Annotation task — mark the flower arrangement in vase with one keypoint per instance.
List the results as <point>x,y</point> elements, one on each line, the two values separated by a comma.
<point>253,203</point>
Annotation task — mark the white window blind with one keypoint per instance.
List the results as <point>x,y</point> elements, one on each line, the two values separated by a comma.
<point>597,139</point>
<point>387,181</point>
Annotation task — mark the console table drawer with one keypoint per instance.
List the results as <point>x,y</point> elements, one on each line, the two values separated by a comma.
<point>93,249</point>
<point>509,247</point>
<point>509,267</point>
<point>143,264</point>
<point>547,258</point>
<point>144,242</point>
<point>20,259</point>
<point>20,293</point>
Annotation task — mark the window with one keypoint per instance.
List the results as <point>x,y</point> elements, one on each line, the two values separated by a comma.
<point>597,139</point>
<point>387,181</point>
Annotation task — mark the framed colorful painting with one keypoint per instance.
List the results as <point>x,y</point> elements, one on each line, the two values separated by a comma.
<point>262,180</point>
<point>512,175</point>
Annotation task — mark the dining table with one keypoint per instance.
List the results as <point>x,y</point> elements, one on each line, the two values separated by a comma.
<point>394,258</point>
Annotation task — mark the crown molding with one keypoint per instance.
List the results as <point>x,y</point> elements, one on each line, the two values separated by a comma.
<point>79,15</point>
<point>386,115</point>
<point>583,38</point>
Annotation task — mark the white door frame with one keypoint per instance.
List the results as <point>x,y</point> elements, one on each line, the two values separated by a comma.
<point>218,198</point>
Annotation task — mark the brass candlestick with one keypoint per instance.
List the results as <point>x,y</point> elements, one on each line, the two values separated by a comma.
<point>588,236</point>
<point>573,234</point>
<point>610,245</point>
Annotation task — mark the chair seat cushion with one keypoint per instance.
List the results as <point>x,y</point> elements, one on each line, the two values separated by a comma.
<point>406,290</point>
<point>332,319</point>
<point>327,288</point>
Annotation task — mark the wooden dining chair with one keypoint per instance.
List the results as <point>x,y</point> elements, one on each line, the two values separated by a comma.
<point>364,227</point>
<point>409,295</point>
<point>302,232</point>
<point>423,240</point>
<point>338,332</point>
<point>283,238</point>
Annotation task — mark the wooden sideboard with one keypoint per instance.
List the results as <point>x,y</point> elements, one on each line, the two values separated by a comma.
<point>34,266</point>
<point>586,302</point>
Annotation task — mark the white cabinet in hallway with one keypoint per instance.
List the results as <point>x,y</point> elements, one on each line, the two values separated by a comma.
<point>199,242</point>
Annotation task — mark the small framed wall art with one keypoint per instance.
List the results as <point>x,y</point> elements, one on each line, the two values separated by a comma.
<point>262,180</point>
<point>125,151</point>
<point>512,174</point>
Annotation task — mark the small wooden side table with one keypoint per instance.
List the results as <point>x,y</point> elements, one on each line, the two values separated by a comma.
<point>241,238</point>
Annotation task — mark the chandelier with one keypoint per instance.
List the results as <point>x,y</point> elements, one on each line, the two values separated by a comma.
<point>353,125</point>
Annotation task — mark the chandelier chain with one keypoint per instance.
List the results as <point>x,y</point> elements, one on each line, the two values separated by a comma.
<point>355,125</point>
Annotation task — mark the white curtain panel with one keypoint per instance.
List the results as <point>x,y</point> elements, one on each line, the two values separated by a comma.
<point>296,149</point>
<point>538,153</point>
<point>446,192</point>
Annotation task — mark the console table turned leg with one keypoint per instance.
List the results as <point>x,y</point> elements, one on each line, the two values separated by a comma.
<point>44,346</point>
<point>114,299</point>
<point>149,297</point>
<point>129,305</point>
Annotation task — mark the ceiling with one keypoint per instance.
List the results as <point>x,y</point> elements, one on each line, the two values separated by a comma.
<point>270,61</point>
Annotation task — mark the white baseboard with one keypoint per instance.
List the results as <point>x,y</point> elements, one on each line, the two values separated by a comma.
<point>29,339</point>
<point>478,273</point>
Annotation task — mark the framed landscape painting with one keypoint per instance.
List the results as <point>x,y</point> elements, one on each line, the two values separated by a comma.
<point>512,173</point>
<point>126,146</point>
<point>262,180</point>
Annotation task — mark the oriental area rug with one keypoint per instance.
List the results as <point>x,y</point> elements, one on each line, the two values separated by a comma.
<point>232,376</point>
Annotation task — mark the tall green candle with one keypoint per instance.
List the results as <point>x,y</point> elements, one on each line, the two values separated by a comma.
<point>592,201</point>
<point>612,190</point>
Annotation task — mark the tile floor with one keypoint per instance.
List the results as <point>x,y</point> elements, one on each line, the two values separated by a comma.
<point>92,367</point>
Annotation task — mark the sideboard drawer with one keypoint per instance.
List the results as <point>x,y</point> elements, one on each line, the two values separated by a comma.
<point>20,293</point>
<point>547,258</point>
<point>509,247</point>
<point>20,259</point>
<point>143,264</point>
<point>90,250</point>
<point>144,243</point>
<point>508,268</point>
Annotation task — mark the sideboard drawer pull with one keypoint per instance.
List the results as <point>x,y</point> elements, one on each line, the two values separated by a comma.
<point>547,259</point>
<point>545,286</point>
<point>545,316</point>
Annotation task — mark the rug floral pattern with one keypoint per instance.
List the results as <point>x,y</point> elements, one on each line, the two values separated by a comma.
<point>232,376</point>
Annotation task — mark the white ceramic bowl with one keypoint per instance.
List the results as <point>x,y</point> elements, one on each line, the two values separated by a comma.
============
Scan the records for the word "wooden". Copy each line where it turns up.

RESULT OF THIS EXERCISE >>
Annotation task — mark the wooden dining chair with one keypoint per instance.
Annotation task — mark the wooden sideboard with one keypoint per instance.
Annotation task — mark the small wooden side table with one keypoint per instance.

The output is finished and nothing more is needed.